### Extract to read
Jane Zhang reports “the value of China’s video surveillance equipment market (excluding home video surveillance) reached US$10.6 billion in 2018 and is expected to reach US$20.1 billion in 2023…The IDC report revealed that government spending accounted for 47.6 per cent of the total spending in China’s video surveillance industry in 2018, with the transport sector accounting for 10.7 per cent and education services for 7.1 per cent. And China is the main driver of expansion in the global video surveillance market. In 2018, the country accounted for nearly half (45 per cent) of global video surveillance revenue worth US$18.2 billion.”

The economic benefits of surveillance extend well beyond the direct contribution to output. In particular for China, there were significant benefits from the shift from manual to technological surveillance. China started as a surveillance state. Mara Hvistendahl notes “in the years after the 1949 Communist Revolution, the government assigned everyone to local work units, which became the locus of surveillance and control. Individuals spied on their neighbors while also doing everything they could to avoid black marks on their own dang’an, or government files. But maintaining the system required massive state effort and oversight. As economic reforms in the 1980s led millions of people to leave their villages and migrate to cities, the work unit system fell apart. Migration also had a secondary effect: Cities filled up with strangers and pianzi…It didn’t take long for the central government to start thinking about gamifying good behaviour”.

The shift to technological surveillance did not imply a rise in the levels of intrusiveness because the Chinese were already conditioned to surveillance. In fact, there was probably a reduction in the unpleasant human and bureaucratic aspects of manual surveillance. Manual surveillance has many drawbacks. Manual surveillance is centralised. It is blighted by information gaps, errors and tardiness. This leaves a lot of room for subjective decisions which often leads to abuse of power through manipulation (and falsification) of evidence and outcomes, corrupt practices and arbitrary decisions – all of which contribute to an environment of suppression.

In contrast, technological surveillance is distributed. It is transparent because more people have access to information. It is real-time and accurate. The increased efficiency and transparency allow the state to relax manual controls and to dismantle its bureaucracy. Data has greater weight in decision-making and this reduces the incidence of arbitrary and selective decisions. The electronic audit trails act as a safeguard that increase fairness. Importantly, the widespread ownership of surveillance devices (e.g. mobile phones) and social media provide citizens an avenue to highlight wrong-doings by high-ranking officials and their family members.

Mara Hvistendahl relates “the Chinese tech companies have, in their way, helped to shift the Party’s attitude toward digital technologies”. She relates the Communist Party initially saw the internet as a threat and responded through “censorship and other aggressive tactics. But companies like Ant Financial have shown just how useful digital technologies can be in gathering and deploying information. Instead of merely reacting to content by banning search terms or shutting down websites, the government now collaborates with the private sector on facial and voice recognition technologies, along with artificial intelligence research.” “For the Chinese Communist Party, social credit is an attempt at a softer, more invisible authoritarianism. The goal is to nudge people toward behaviours ranging from energy conservation to obedience to the Party.”

### Information given
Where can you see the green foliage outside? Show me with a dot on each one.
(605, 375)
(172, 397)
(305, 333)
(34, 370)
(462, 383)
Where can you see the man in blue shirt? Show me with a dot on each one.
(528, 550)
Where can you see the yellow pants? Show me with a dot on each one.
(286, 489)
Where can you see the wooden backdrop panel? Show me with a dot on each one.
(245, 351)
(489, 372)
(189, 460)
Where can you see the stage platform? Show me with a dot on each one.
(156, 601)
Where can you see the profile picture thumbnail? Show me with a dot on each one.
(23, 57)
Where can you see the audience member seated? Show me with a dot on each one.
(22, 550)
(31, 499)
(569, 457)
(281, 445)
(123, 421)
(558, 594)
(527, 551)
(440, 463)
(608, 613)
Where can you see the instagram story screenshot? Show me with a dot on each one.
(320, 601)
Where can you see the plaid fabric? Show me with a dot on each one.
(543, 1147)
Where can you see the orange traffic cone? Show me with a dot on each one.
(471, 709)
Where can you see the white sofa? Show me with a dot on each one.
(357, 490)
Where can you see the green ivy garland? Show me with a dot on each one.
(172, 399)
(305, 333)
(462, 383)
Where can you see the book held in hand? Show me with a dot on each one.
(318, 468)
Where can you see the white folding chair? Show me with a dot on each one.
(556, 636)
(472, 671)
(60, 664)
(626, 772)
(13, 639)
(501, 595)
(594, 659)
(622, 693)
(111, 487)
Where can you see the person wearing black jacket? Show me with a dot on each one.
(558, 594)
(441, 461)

### What is asked
A: According to the passage on surveillance in China, why did the shift from manual to technological surveillance not increase intrusiveness?
B: Answer these questions from the passage on surveillance in China:
(i) What percentage of total spending in China's video surveillance industry in 2018 came from government?
(ii) After the 1949 Communist Revolution, what did the government assign everyone to?
(iii) Which company is named as showing how useful digital technologies can be in gathering and deploying information?
C: Reproduce the passage on surveillance in China word for word, beginning at "In contrast, technological" and ending after "their family members.".

### Full solutions
A: It did not increase intrusiveness because the Chinese were already conditioned to surveillance. The passage adds that the shift probably reduced the unpleasant human and bureaucratic aspects of manual surveillance.

B:
(i) 47.6 per cent
(ii) Local work units
(iii) Ant Financial

C:
In contrast, technological surveillance is distributed. It is transparent because more people have access to information. It is real-time and accurate. The increased efficiency and transparency allow the state to relax manual controls and to dismantle its bureaucracy. Data has greater weight in decision-making and this reduces the incidence of arbitrary and selective decisions. The electronic audit trails act as a safeguard that increase fairness. Importantly, the widespread ownership of surveillance devices (e.g. mobile phones) and social media provide citizens an avenue to highlight wrong-doings by high-ranking officials and their family members.